Segmentation annotation data:
..........
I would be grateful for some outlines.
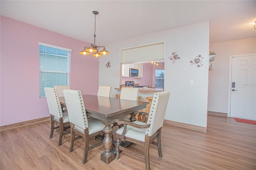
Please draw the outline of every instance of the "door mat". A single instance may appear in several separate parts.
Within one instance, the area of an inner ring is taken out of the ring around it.
[[[251,121],[250,120],[244,119],[242,119],[234,118],[237,122],[241,122],[242,123],[249,123],[250,124],[256,125],[256,121]]]

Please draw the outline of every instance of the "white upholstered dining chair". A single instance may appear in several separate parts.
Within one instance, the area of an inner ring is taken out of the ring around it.
[[[84,150],[83,164],[87,162],[89,150],[98,146],[102,143],[102,141],[89,146],[89,138],[104,133],[105,125],[100,121],[95,118],[87,119],[84,99],[81,91],[74,90],[64,90],[64,97],[68,115],[71,131],[71,142],[69,152],[73,151],[74,141],[83,137],[84,140]],[[79,136],[75,137],[76,134]]]
[[[138,101],[139,90],[140,89],[138,88],[122,87],[121,90],[121,93],[120,93],[120,99]],[[130,121],[130,115],[128,115],[116,119],[115,121],[116,123],[117,123],[120,120]],[[120,126],[119,127],[121,126]]]
[[[70,130],[64,132],[64,128],[69,126],[69,119],[68,112],[62,112],[60,103],[58,92],[55,89],[44,87],[44,92],[46,97],[49,111],[51,116],[51,130],[50,138],[52,138],[54,130],[60,129],[58,145],[61,144],[63,135],[70,133]],[[58,126],[54,127],[55,124]]]
[[[64,97],[63,90],[65,89],[70,89],[70,86],[69,85],[58,85],[54,86],[53,88],[55,89],[56,90],[57,90],[57,91],[58,91],[59,97]]]
[[[112,87],[110,86],[99,86],[97,95],[110,97],[111,88]]]
[[[151,143],[157,146],[158,156],[162,158],[161,134],[169,96],[168,91],[155,93],[147,123],[137,121],[131,122],[124,120],[118,122],[118,125],[123,124],[124,127],[118,129],[116,132],[116,159],[119,158],[120,150],[128,151],[128,153],[137,157],[144,158],[146,169],[150,170],[149,145]],[[156,142],[154,141],[156,138]],[[121,146],[121,141],[125,140],[143,146],[144,155],[139,153],[133,153],[128,148]]]

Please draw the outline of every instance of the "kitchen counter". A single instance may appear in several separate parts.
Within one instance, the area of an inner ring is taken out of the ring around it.
[[[126,87],[126,88],[133,88],[132,87]],[[115,88],[115,90],[121,90],[122,89],[118,88]],[[156,92],[159,92],[160,91],[164,91],[163,89],[158,89],[158,88],[142,88],[140,89],[140,91],[139,92],[139,93],[154,93]]]

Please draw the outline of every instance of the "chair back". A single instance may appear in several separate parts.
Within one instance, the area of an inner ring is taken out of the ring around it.
[[[139,89],[136,87],[122,87],[120,93],[120,99],[138,101]]]
[[[169,91],[154,94],[147,123],[151,125],[145,131],[146,135],[151,136],[163,126],[169,96]]]
[[[62,111],[56,89],[51,87],[44,87],[44,93],[50,114],[59,119],[62,117]]]
[[[99,86],[97,95],[110,97],[111,88],[110,86]]]
[[[63,90],[69,122],[85,129],[88,128],[88,121],[84,99],[81,91]]]
[[[65,89],[70,89],[70,85],[55,85],[53,87],[53,88],[55,89],[57,91],[58,91],[58,94],[59,97],[64,97],[63,94],[63,90]]]

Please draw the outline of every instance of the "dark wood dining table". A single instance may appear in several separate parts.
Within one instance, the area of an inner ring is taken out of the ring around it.
[[[145,108],[149,103],[90,95],[82,96],[87,116],[100,120],[105,125],[103,128],[105,136],[103,141],[105,150],[100,155],[100,159],[108,164],[115,156],[112,151],[113,141],[110,136],[113,131],[111,125],[115,123],[115,119],[130,114],[131,121],[135,121],[138,111]],[[64,97],[60,97],[60,101],[62,107],[66,108]]]

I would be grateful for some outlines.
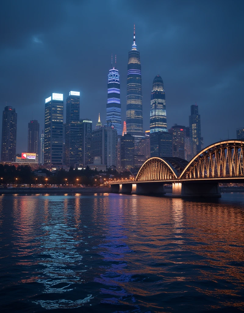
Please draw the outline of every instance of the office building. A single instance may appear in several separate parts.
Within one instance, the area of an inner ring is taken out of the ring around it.
[[[83,167],[92,162],[91,141],[92,121],[89,119],[80,121],[80,163]]]
[[[138,141],[143,137],[142,95],[140,52],[136,44],[134,25],[132,49],[129,52],[126,96],[126,126],[127,133]]]
[[[17,113],[15,109],[6,105],[2,112],[1,161],[12,162],[16,155]]]
[[[135,138],[130,134],[121,138],[121,162],[123,170],[129,170],[135,164]]]
[[[168,132],[160,131],[151,133],[150,157],[172,156],[172,134]]]
[[[122,135],[121,105],[120,104],[120,87],[119,71],[115,66],[109,70],[107,84],[107,103],[106,125],[113,127],[117,130],[118,136]]]
[[[201,116],[198,114],[198,107],[196,103],[191,106],[191,115],[189,116],[190,137],[193,144],[196,146],[196,153],[202,150],[201,143]]]
[[[99,129],[101,127],[102,127],[102,124],[100,120],[100,113],[99,113],[98,114],[98,120],[96,124],[96,129]]]
[[[92,160],[101,157],[101,164],[107,168],[117,167],[117,130],[110,126],[101,127],[92,133]]]
[[[165,93],[163,80],[158,75],[153,80],[151,94],[150,132],[167,131]]]
[[[40,125],[36,120],[28,123],[27,152],[38,154]]]
[[[43,165],[44,163],[44,134],[42,133],[39,137],[39,147],[38,150],[38,159],[39,163]]]
[[[244,127],[237,128],[237,139],[240,140],[244,139]]]
[[[66,121],[65,126],[65,164],[75,166],[80,159],[80,92],[70,91],[66,99]]]
[[[185,126],[175,124],[169,130],[169,132],[172,135],[173,156],[185,159],[185,138],[186,136]]]
[[[53,93],[46,99],[44,164],[63,164],[63,95]]]

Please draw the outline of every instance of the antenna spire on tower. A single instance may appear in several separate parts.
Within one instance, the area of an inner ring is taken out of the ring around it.
[[[137,45],[136,44],[136,32],[135,31],[135,23],[134,24],[134,39],[133,39],[133,44],[132,45],[132,50],[136,50]]]

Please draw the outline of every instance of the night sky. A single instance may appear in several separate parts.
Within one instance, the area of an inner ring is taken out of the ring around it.
[[[244,1],[2,0],[0,105],[17,116],[17,153],[27,147],[28,123],[44,127],[45,98],[81,93],[80,116],[105,124],[111,54],[117,55],[122,122],[128,53],[140,51],[144,130],[152,82],[165,90],[168,128],[201,115],[204,146],[236,138],[244,126]],[[65,101],[64,105],[65,121]],[[1,113],[1,115],[2,113]],[[0,120],[2,122],[2,115]],[[1,127],[2,131],[2,127]]]

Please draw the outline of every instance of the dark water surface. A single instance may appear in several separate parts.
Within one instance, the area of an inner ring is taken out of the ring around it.
[[[244,194],[0,196],[2,312],[244,311]]]

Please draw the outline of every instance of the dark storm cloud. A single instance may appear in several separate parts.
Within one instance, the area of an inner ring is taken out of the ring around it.
[[[117,54],[125,118],[128,52],[136,23],[142,68],[144,129],[152,80],[166,90],[168,128],[188,124],[197,101],[205,145],[235,138],[244,126],[243,3],[234,1],[6,1],[1,10],[0,100],[18,114],[17,150],[27,122],[44,126],[52,92],[80,91],[81,117],[106,118],[110,56]]]

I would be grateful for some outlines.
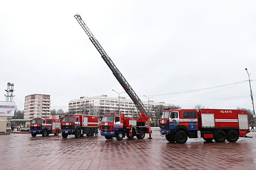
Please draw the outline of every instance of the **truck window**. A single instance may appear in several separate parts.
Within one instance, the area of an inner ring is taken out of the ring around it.
[[[183,118],[196,118],[196,111],[184,111]]]
[[[102,117],[102,122],[114,122],[114,116]]]
[[[171,117],[171,118],[178,118],[178,112],[172,111],[170,117]]]
[[[41,124],[42,123],[42,119],[34,119],[32,120],[31,124]]]
[[[62,118],[62,122],[74,122],[75,120],[74,117],[63,117]]]
[[[161,118],[169,118],[169,111],[163,111],[162,116]]]

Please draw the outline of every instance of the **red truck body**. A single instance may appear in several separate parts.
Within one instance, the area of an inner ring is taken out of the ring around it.
[[[135,136],[138,139],[143,139],[145,133],[151,134],[151,129],[148,118],[142,117],[145,118],[125,118],[124,115],[104,115],[100,121],[100,134],[106,139],[115,137],[120,141],[125,136],[129,139],[132,139]]]
[[[49,136],[49,134],[58,136],[60,132],[60,119],[36,118],[31,121],[30,132],[33,137],[40,134],[43,136]]]
[[[93,136],[98,133],[98,117],[93,115],[74,115],[61,118],[61,135],[67,138],[68,134],[76,138],[86,134]]]
[[[184,143],[202,137],[206,141],[236,141],[250,132],[248,113],[240,110],[164,110],[160,132],[170,142]]]

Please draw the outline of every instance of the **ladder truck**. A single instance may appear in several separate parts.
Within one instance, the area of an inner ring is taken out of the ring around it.
[[[147,133],[149,134],[148,138],[151,139],[150,118],[143,103],[90,31],[81,17],[77,14],[74,17],[139,111],[140,118],[138,119],[125,118],[123,114],[104,115],[100,124],[100,134],[104,136],[106,139],[116,138],[117,140],[121,141],[125,135],[129,139],[132,139],[135,136],[138,139],[143,139]]]

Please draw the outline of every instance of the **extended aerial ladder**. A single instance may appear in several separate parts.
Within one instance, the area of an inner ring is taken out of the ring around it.
[[[76,19],[77,20],[78,23],[82,27],[85,33],[89,37],[90,40],[91,40],[92,43],[95,46],[98,52],[101,55],[103,60],[107,64],[109,69],[111,70],[113,74],[116,77],[117,80],[123,87],[124,89],[125,90],[126,93],[129,95],[131,99],[132,100],[134,103],[136,107],[139,111],[140,119],[141,122],[145,122],[148,121],[149,117],[147,113],[144,104],[140,99],[139,97],[135,93],[134,90],[133,90],[132,88],[128,83],[128,81],[125,80],[123,74],[119,71],[116,66],[113,62],[111,59],[108,57],[108,54],[101,46],[100,44],[96,39],[93,34],[90,31],[89,28],[85,24],[84,22],[82,20],[82,18],[79,14],[77,14],[74,16]]]

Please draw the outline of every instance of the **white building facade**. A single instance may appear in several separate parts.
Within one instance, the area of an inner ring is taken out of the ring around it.
[[[163,108],[170,107],[170,104],[164,102],[155,103],[154,101],[141,101],[150,117],[156,117],[156,112],[161,112]],[[148,105],[149,103],[149,105]],[[120,110],[119,110],[120,106]],[[89,114],[98,116],[109,114],[125,114],[125,117],[138,117],[137,108],[132,101],[124,97],[119,98],[101,95],[95,97],[80,97],[70,100],[68,103],[69,114]]]
[[[25,97],[24,118],[37,117],[52,118],[50,95],[35,94]]]

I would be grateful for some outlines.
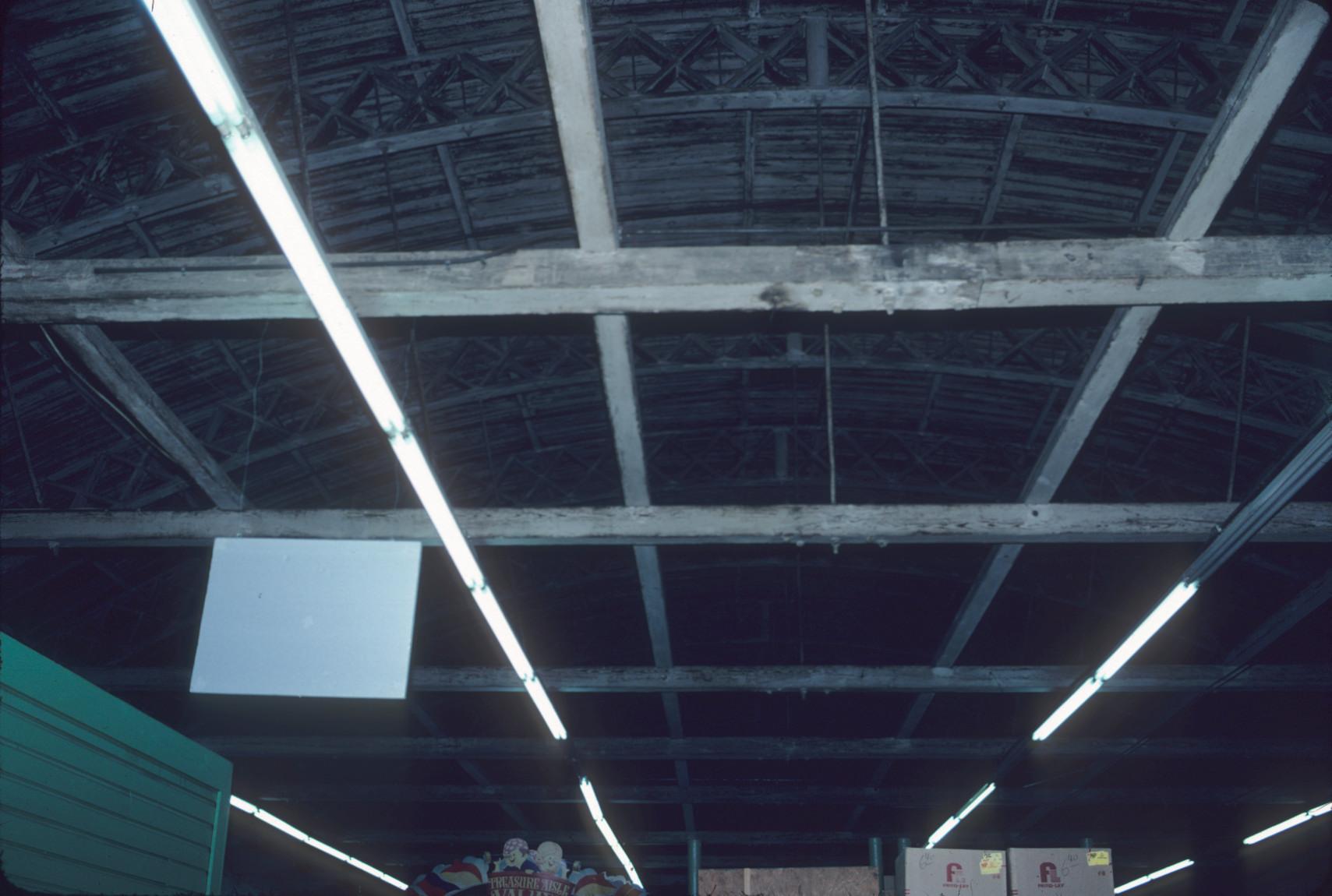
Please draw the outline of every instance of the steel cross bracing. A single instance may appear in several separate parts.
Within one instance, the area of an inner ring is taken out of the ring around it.
[[[1098,25],[919,16],[886,16],[884,23],[876,71],[888,109],[1074,117],[1197,134],[1228,87],[1220,72],[1239,59],[1227,44]],[[745,29],[658,23],[602,32],[605,116],[866,108],[863,23],[827,20],[826,87],[809,84],[806,27],[767,17]],[[409,48],[396,60],[302,75],[304,146],[288,121],[289,83],[257,85],[250,99],[290,172],[302,158],[309,172],[325,172],[553,124],[537,41],[449,55]],[[52,104],[48,97],[44,108],[53,121],[68,120]],[[1292,111],[1295,128],[1277,132],[1275,145],[1332,153],[1325,109],[1312,91]],[[144,218],[234,193],[228,166],[198,125],[192,112],[152,116],[16,162],[5,170],[4,214],[37,253],[132,222],[140,224],[135,241],[141,233],[151,244],[152,224]],[[456,181],[454,172],[441,192],[452,192]],[[314,200],[317,206],[318,190]],[[465,206],[456,210],[465,241],[472,225]]]
[[[1086,363],[1094,334],[1070,326],[834,333],[831,363],[842,394],[854,398],[862,390],[880,394],[888,389],[895,409],[882,419],[874,415],[862,423],[851,418],[838,423],[844,486],[868,490],[870,501],[886,495],[884,489],[908,501],[928,501],[931,495],[1012,499]],[[635,375],[639,387],[654,397],[654,407],[661,407],[655,397],[669,395],[679,377],[706,375],[718,398],[725,397],[718,413],[729,413],[738,395],[749,395],[747,419],[719,419],[706,434],[665,407],[654,410],[646,431],[646,461],[655,487],[674,495],[675,502],[723,485],[735,490],[735,501],[761,490],[766,501],[790,502],[807,499],[806,491],[813,495],[821,482],[826,485],[827,446],[817,414],[823,337],[794,336],[802,346],[794,354],[790,334],[781,333],[634,339]],[[1241,470],[1249,475],[1257,469],[1252,465],[1260,465],[1257,458],[1283,450],[1315,419],[1332,390],[1332,373],[1272,354],[1288,350],[1291,339],[1299,337],[1255,328],[1253,346],[1263,351],[1251,351],[1247,367]],[[60,381],[51,377],[49,362],[36,350],[29,354],[27,346],[11,347],[7,370],[23,413],[39,405],[87,413],[69,405],[85,399],[64,393]],[[586,414],[587,425],[606,426],[595,346],[589,337],[428,337],[417,349],[425,373],[420,390],[424,406],[418,409],[413,401],[412,410],[448,421],[450,494],[473,505],[519,507],[613,499],[615,465],[607,443],[599,437],[589,439],[594,430],[578,422]],[[360,506],[392,502],[394,483],[386,459],[366,459],[370,466],[354,485],[334,474],[337,458],[360,451],[374,433],[346,378],[325,366],[316,345],[273,336],[198,342],[181,355],[189,363],[185,378],[157,373],[176,363],[163,343],[125,350],[149,371],[155,387],[218,458],[221,469],[237,482],[246,479],[246,494],[257,495],[260,506],[312,501],[328,506],[325,491]],[[49,347],[45,351],[49,355]],[[406,341],[385,345],[384,353],[396,385],[414,395]],[[1225,466],[1228,445],[1211,439],[1191,447],[1192,474],[1179,463],[1177,446],[1192,445],[1188,433],[1197,427],[1228,430],[1237,401],[1240,355],[1235,338],[1219,345],[1175,334],[1154,337],[1126,374],[1120,403],[1107,421],[1112,429],[1104,430],[1106,450],[1079,461],[1070,497],[1128,502],[1146,494],[1184,501],[1224,497],[1215,493],[1211,478],[1200,475],[1205,470],[1197,469],[1197,461],[1209,458],[1207,469]],[[793,379],[779,371],[795,377],[794,393]],[[936,379],[938,386],[932,385]],[[1012,401],[1018,390],[1026,409],[1022,426],[995,418],[994,429],[983,437],[954,426],[956,409],[974,409],[970,397],[1010,394],[1012,398],[1004,401]],[[204,394],[206,402],[194,398]],[[81,407],[103,410],[96,399],[87,401]],[[555,409],[561,413],[553,414]],[[586,410],[569,417],[571,409]],[[694,414],[697,409],[690,421]],[[108,419],[113,425],[119,421],[115,415]],[[565,431],[566,423],[575,422],[575,430]],[[189,491],[189,481],[164,467],[136,434],[103,443],[108,447],[96,453],[35,459],[35,475],[51,507],[153,507]],[[1154,463],[1144,463],[1144,458]],[[1193,479],[1196,486],[1189,486]],[[5,465],[0,482],[5,506],[32,499],[21,465]],[[348,487],[354,489],[354,497]]]
[[[1207,236],[1261,133],[1304,68],[1327,20],[1325,12],[1305,0],[1277,4],[1166,210],[1158,226],[1159,237],[1201,240]],[[1022,487],[1023,501],[1054,499],[1159,312],[1160,308],[1138,306],[1118,309],[1111,316],[1050,441]],[[939,646],[935,664],[952,666],[958,662],[1020,553],[1020,545],[1003,545],[990,551]],[[931,699],[931,695],[916,698],[898,727],[898,736],[908,738],[915,732]],[[890,762],[879,764],[874,785],[883,783],[890,766]],[[858,807],[852,812],[847,827],[859,820],[860,811],[862,807]],[[932,844],[934,840],[930,841]]]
..........
(What to work on):
Update the lines starting at the one containing "Please draw the outline of every instance of the dark water" and ending at the one containing "[[[161,118],[169,118],[169,111],[163,111],[162,116]]]" by changing "grateful" to "thankful" and keeping everything else the same. Leave the pictures out of your answer.

(Output of the task):
Please draw the outline of every instance of the dark water surface. A single instance may appear in several separate parts.
Within one instance, the area of an inner ring is taken out of the ring around it.
[[[244,194],[0,196],[2,312],[244,311]]]

Please draw the outline of every instance of the dark storm cloud. A single instance may appear in several separate parts.
Within one instance, the area of an inner ring is taken out of the ring around it.
[[[117,54],[125,118],[128,52],[136,23],[142,68],[144,129],[152,80],[166,90],[168,128],[188,124],[197,101],[205,145],[235,138],[244,126],[243,3],[234,1],[6,1],[1,10],[0,100],[18,114],[17,150],[27,122],[44,126],[52,92],[80,91],[81,117],[106,118],[110,56]]]

I would be thankful for some outlines.
Please draw the outline of every instance of the **truck window**. A single instance may appear in several separate parts.
Within one instance, the area of an inner ring is taken out of the ring around it.
[[[183,118],[196,118],[196,111],[184,111]]]
[[[102,117],[102,122],[114,122],[114,116]]]
[[[171,117],[171,118],[178,118],[178,112],[172,111],[170,117]]]
[[[41,124],[42,123],[42,119],[34,119],[32,120],[31,124]]]
[[[62,118],[62,122],[74,122],[75,120],[74,117],[63,117]]]
[[[161,118],[169,118],[169,111],[163,111],[162,116]]]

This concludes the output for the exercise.